**Your task**:
Leave out the pictures and retype all the entries below exactly.

**Input records**:

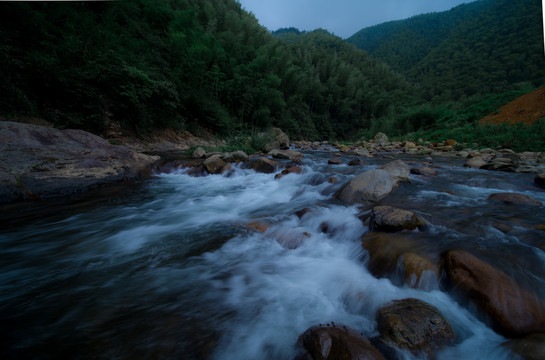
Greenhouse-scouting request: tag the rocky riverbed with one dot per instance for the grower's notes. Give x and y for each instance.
(379, 250)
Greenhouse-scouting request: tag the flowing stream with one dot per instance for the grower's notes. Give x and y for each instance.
(172, 269)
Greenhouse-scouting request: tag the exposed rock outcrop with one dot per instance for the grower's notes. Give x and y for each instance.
(39, 162)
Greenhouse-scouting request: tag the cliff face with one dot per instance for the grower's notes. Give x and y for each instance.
(37, 162)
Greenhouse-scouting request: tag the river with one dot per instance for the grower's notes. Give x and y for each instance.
(172, 268)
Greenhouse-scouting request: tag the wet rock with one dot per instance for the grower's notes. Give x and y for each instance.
(391, 219)
(475, 163)
(199, 153)
(39, 162)
(531, 347)
(398, 169)
(285, 154)
(514, 199)
(514, 310)
(263, 165)
(356, 162)
(539, 180)
(335, 161)
(413, 325)
(213, 164)
(420, 272)
(381, 139)
(367, 188)
(335, 342)
(235, 157)
(423, 170)
(302, 212)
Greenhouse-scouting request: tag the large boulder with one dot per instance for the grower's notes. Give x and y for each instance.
(411, 324)
(514, 310)
(392, 219)
(286, 154)
(276, 139)
(335, 342)
(367, 188)
(214, 164)
(39, 162)
(515, 199)
(539, 180)
(263, 165)
(398, 169)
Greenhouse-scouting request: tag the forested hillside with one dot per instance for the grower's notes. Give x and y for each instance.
(185, 64)
(483, 47)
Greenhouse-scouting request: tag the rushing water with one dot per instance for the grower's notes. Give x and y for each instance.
(172, 269)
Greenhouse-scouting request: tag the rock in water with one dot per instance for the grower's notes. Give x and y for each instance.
(414, 325)
(336, 342)
(515, 311)
(39, 162)
(516, 199)
(391, 219)
(367, 188)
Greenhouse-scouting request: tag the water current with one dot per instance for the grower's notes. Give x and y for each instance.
(172, 269)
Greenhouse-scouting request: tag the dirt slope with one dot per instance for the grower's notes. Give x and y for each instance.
(526, 109)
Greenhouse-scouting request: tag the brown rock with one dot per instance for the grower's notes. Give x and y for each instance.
(391, 219)
(335, 161)
(414, 325)
(515, 199)
(368, 187)
(263, 165)
(531, 347)
(515, 310)
(423, 170)
(356, 162)
(539, 180)
(336, 342)
(214, 164)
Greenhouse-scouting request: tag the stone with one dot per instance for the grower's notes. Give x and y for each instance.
(513, 309)
(335, 161)
(285, 154)
(539, 180)
(367, 188)
(263, 165)
(38, 162)
(235, 157)
(475, 162)
(213, 164)
(398, 169)
(199, 153)
(531, 347)
(423, 170)
(391, 219)
(356, 162)
(515, 199)
(335, 342)
(414, 325)
(381, 139)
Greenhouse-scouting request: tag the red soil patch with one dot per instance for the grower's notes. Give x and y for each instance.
(526, 109)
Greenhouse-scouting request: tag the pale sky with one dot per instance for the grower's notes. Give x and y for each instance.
(341, 17)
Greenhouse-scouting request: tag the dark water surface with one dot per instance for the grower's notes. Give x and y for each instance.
(171, 269)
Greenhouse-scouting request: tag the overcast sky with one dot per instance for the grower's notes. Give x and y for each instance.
(341, 17)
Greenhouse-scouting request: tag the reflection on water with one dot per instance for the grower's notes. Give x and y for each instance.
(173, 271)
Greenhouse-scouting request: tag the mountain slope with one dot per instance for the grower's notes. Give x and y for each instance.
(487, 46)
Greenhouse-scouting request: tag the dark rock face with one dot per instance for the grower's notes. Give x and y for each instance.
(391, 219)
(531, 347)
(516, 199)
(539, 180)
(39, 162)
(336, 342)
(514, 310)
(413, 325)
(263, 165)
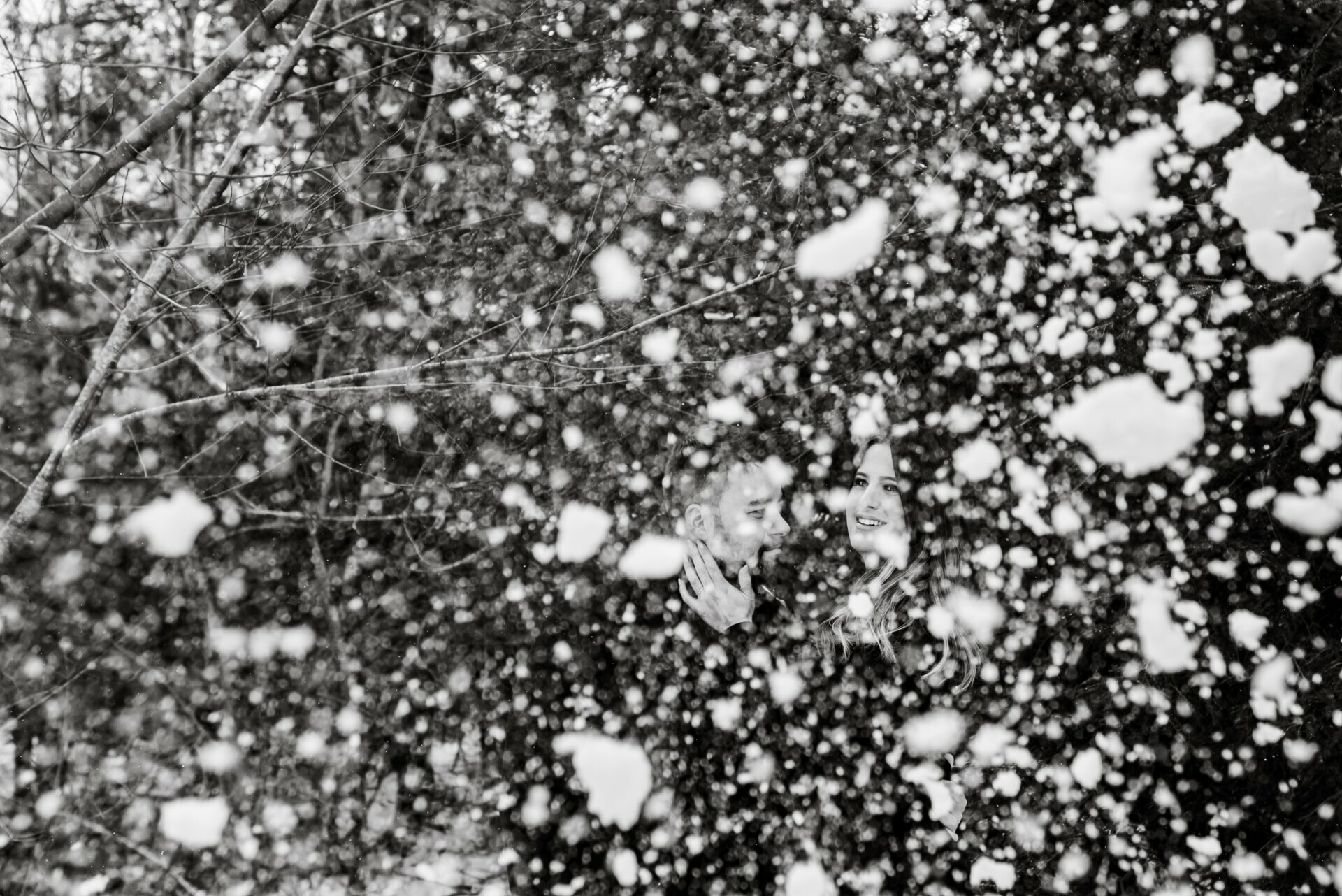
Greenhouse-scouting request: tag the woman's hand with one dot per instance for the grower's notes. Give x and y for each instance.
(714, 598)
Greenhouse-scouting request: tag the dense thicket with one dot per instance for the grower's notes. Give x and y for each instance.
(414, 231)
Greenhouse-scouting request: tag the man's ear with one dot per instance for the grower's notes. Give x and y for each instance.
(697, 521)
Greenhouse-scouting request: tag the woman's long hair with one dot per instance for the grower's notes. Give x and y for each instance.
(937, 565)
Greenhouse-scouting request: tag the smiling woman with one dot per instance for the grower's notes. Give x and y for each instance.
(921, 563)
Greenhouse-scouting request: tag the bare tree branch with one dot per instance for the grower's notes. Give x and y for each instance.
(345, 380)
(14, 243)
(148, 287)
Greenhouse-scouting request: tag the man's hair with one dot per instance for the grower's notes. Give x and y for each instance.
(698, 474)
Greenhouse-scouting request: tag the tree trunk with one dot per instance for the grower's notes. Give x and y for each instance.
(128, 149)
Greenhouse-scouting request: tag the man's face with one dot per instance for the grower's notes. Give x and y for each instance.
(749, 516)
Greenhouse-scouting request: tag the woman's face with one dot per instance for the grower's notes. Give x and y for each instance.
(874, 510)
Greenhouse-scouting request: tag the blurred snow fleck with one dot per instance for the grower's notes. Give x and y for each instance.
(1129, 423)
(1209, 846)
(194, 823)
(1275, 372)
(786, 686)
(402, 417)
(616, 776)
(935, 732)
(977, 461)
(218, 757)
(1267, 93)
(1264, 192)
(583, 529)
(990, 871)
(1310, 256)
(1270, 697)
(729, 410)
(1125, 182)
(171, 525)
(725, 713)
(618, 280)
(624, 867)
(1193, 61)
(808, 878)
(653, 557)
(1314, 515)
(1247, 628)
(661, 347)
(1086, 767)
(846, 246)
(791, 172)
(287, 271)
(981, 616)
(1164, 642)
(704, 195)
(274, 337)
(1204, 124)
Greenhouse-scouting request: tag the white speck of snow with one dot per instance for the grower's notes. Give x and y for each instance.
(1310, 256)
(583, 529)
(846, 246)
(1204, 124)
(1088, 766)
(589, 315)
(1246, 867)
(1314, 515)
(1129, 423)
(1267, 93)
(1150, 82)
(786, 686)
(729, 410)
(704, 195)
(653, 557)
(1270, 695)
(624, 867)
(218, 757)
(1193, 61)
(1209, 259)
(935, 732)
(274, 337)
(1164, 642)
(990, 871)
(808, 878)
(618, 278)
(1125, 182)
(1209, 846)
(791, 172)
(1247, 628)
(402, 417)
(616, 776)
(195, 824)
(1330, 382)
(977, 461)
(287, 271)
(171, 525)
(981, 616)
(1264, 194)
(659, 347)
(725, 713)
(1276, 370)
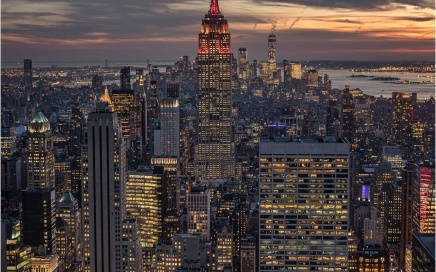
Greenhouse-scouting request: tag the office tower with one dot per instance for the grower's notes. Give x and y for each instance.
(171, 184)
(224, 243)
(40, 158)
(248, 254)
(311, 77)
(253, 69)
(129, 112)
(295, 70)
(44, 262)
(125, 78)
(362, 117)
(131, 252)
(9, 142)
(423, 252)
(11, 173)
(167, 138)
(272, 63)
(372, 229)
(152, 118)
(393, 155)
(332, 119)
(28, 78)
(373, 258)
(184, 252)
(97, 82)
(303, 196)
(243, 67)
(122, 101)
(104, 190)
(64, 246)
(423, 198)
(15, 257)
(139, 83)
(68, 209)
(402, 119)
(409, 173)
(347, 115)
(214, 156)
(144, 202)
(39, 218)
(199, 212)
(393, 215)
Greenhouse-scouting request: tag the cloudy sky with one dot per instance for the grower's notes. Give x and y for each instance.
(95, 30)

**Solution to the exercise**:
Greenhouse-scouting request: tag the rocky riverbed with one dot per instance for the grower's notes. Give x and y for each instance.
(379, 250)
Greenhouse-scouting request: tag the flowing stream with one dot per instance for the grower's notes. Give x and y for each instance.
(172, 269)
Greenhouse-scouting request: tag the exposed rock outcrop with one dot per instance for the grower's notes. Give x and y for each instance.
(39, 162)
Greenhouse-scouting request: tag the cliff face with one dot per instance for the grower's notes. Give x and y for each instance.
(37, 162)
Greenhouse-scouting request: tag the river with one dot per instance for the grower's notes. Give x and y for each instance.
(172, 268)
Greenhouse-scouting request: tag the wet rock with one dot per instance for the grower's notes. Give x and y for each instance.
(391, 219)
(475, 163)
(199, 153)
(39, 162)
(531, 347)
(398, 169)
(285, 154)
(514, 199)
(514, 310)
(263, 165)
(356, 162)
(539, 180)
(335, 161)
(413, 325)
(213, 164)
(420, 272)
(381, 139)
(367, 188)
(335, 342)
(235, 157)
(423, 170)
(302, 212)
Greenhouse-scouting request: tag the large boulder with one dot per instance for the grower's notes. Give x and y for each instance.
(411, 324)
(514, 310)
(392, 219)
(286, 154)
(276, 139)
(335, 342)
(367, 188)
(214, 164)
(39, 162)
(515, 199)
(539, 180)
(263, 165)
(398, 169)
Greenhouse-scouting request: tag the forested hillside with one dot per instance for the grower's notes. Give x and y for each instance.
(185, 64)
(483, 47)
Greenhouse-scouting request: tag the rushing water with one dot per instance for the grower's notes. Give x and y for each instance.
(172, 269)
Greenhouse-scouting request: tag the rock in water with one dot per instance for the grower's notes. Give x and y for each instance.
(414, 325)
(336, 342)
(515, 311)
(39, 162)
(516, 199)
(391, 219)
(367, 188)
Greenhouse-scouting request: tag the water current with one dot per instance for the grower's notes. Give x and y for each instance.
(172, 269)
Greenhouse-scouting request: tag the dirt slope with one dot per instance for the grower's notes. Give x and y for each instance.
(526, 109)
Greenhouse-scouting request: tag the brown rock with one dot per instance for the grower's notes. Give x and y for each instance.
(391, 219)
(335, 161)
(414, 325)
(515, 199)
(368, 187)
(263, 165)
(531, 347)
(515, 310)
(423, 170)
(356, 162)
(539, 180)
(336, 342)
(214, 164)
Greenhouse-scouting request: tag the stone with one dot per instance for the grower's notes. Give x and y for each instance.
(513, 309)
(335, 161)
(285, 154)
(539, 180)
(367, 188)
(263, 165)
(38, 162)
(235, 157)
(475, 162)
(213, 164)
(398, 169)
(199, 153)
(531, 347)
(423, 170)
(391, 219)
(356, 162)
(515, 199)
(335, 342)
(414, 325)
(381, 139)
Greenhouse-scouting request: tag the red soil patch with one dot per instance for the grower's notes. Give x and y for each instance.
(526, 109)
Greenhouse-scouting request: tag the pale sky with one dot per instance for the grower's notes. Give x and y for each instance.
(341, 17)
Greenhouse-scouting request: tag the dark water surface with one dot per instance for the grower's notes. Give x and y for each instance.
(171, 269)
Greenhouse-scouting request: tag the overcast sky with one dot per instance for the grower's notes. Give x and y for each instance.
(341, 17)
Greenhouse-scouting request: tag the reflection on water with one dot per instance for the grower's notes. Give x and y for each instance.
(173, 271)
Greenhouse-scouting request: tag the mountain slope with one dot per instance for the grower's notes. Give x and y for each instance.
(487, 46)
Greenhouse-scouting request: tag the dark rock face with one dot per instance for the grower's notes. Give x and y for each instance.
(391, 219)
(531, 347)
(516, 199)
(539, 180)
(39, 162)
(336, 342)
(514, 310)
(413, 325)
(263, 165)
Greenhouse-scouting request: tag the woman's hand with one dot per instance for the grower's notes. Give x and y for each instance.
(714, 598)
Greenhouse-scouting request: tag the dense thicket with one dot per instance for the grower's notes. Give x and y for each instance.
(414, 231)
Greenhouse-scouting request: tag the man's ear with one dot per instance for the grower's notes. Give x and y for each instance.
(697, 521)
Greenhouse-scouting request: tag the woman's long hair with one dot per instance for the grower's notes. Give x and y for each instance.
(937, 565)
Greenhouse-scouting request: tag the smiling woman with one dot per instance for the grower's notes. Give x and y for each instance.
(921, 563)
Greenhouse-scouting request: tag the bare tree branch with one dot per instance for the grower's notes. Give x and y for each instance.
(345, 380)
(14, 243)
(148, 287)
Greenhouse-scouting request: tag the man's hair with one dot per instance for the grower's notes. Give x and y for each instance.
(698, 474)
Greenhouse-scouting request: tag the tree trunk with one dot per instance for the grower's notes. Give x and y for each instance.
(128, 149)
Greenhouse-scouting request: tag the man's face with one dot per instance for the grower's notes. Give x and y for each instance.
(749, 516)
Greenhouse-scouting request: tag the woman's face with one dot per instance for the grower's notes. Give x and y for each instance.
(874, 510)
Greenhouse-scouting request: tag the blurred snow fleck with one dot per instance for the grower's notes. Give x and y for each instance.
(1129, 423)
(1209, 846)
(194, 823)
(1275, 372)
(786, 686)
(402, 417)
(616, 776)
(935, 732)
(977, 461)
(218, 757)
(1267, 93)
(1264, 192)
(583, 529)
(990, 871)
(1310, 256)
(1270, 697)
(729, 410)
(1125, 182)
(171, 525)
(725, 713)
(618, 280)
(624, 867)
(1193, 61)
(808, 878)
(653, 557)
(1314, 515)
(1247, 628)
(661, 347)
(1086, 767)
(846, 246)
(791, 172)
(287, 271)
(981, 616)
(1164, 642)
(704, 195)
(274, 337)
(1204, 124)
Greenhouse-scouting request: tag the white speck of snow with one dot per instance for the grower's notes. Give x and y for each instance.
(1310, 256)
(583, 529)
(846, 246)
(1204, 124)
(1088, 766)
(589, 315)
(1246, 867)
(1314, 515)
(1129, 423)
(1267, 93)
(1150, 82)
(786, 686)
(729, 410)
(704, 195)
(653, 557)
(1270, 695)
(624, 867)
(218, 757)
(1193, 61)
(1209, 259)
(935, 732)
(274, 337)
(1164, 642)
(990, 871)
(808, 878)
(618, 278)
(1125, 182)
(1209, 846)
(791, 172)
(1247, 628)
(402, 417)
(616, 776)
(195, 824)
(1330, 382)
(977, 461)
(287, 271)
(171, 525)
(981, 616)
(1264, 194)
(659, 347)
(725, 713)
(1276, 370)
Greenhouse-scouting request: tag the office tower with one dot per instance for the grower's notes. Give x and y for each instance.
(171, 184)
(224, 243)
(40, 158)
(248, 254)
(311, 77)
(253, 69)
(129, 112)
(295, 70)
(44, 262)
(125, 78)
(362, 117)
(131, 252)
(9, 142)
(423, 252)
(11, 173)
(167, 138)
(272, 63)
(372, 229)
(152, 118)
(393, 155)
(332, 119)
(28, 78)
(373, 258)
(184, 252)
(97, 82)
(303, 196)
(243, 67)
(122, 101)
(104, 190)
(64, 246)
(423, 198)
(15, 257)
(139, 83)
(68, 209)
(402, 119)
(409, 173)
(347, 115)
(214, 156)
(144, 202)
(39, 218)
(199, 212)
(393, 215)
Greenhouse-scouting request: tag the cloudy sky with one dot per instance for the grower's notes. Give x and y for each instance.
(95, 30)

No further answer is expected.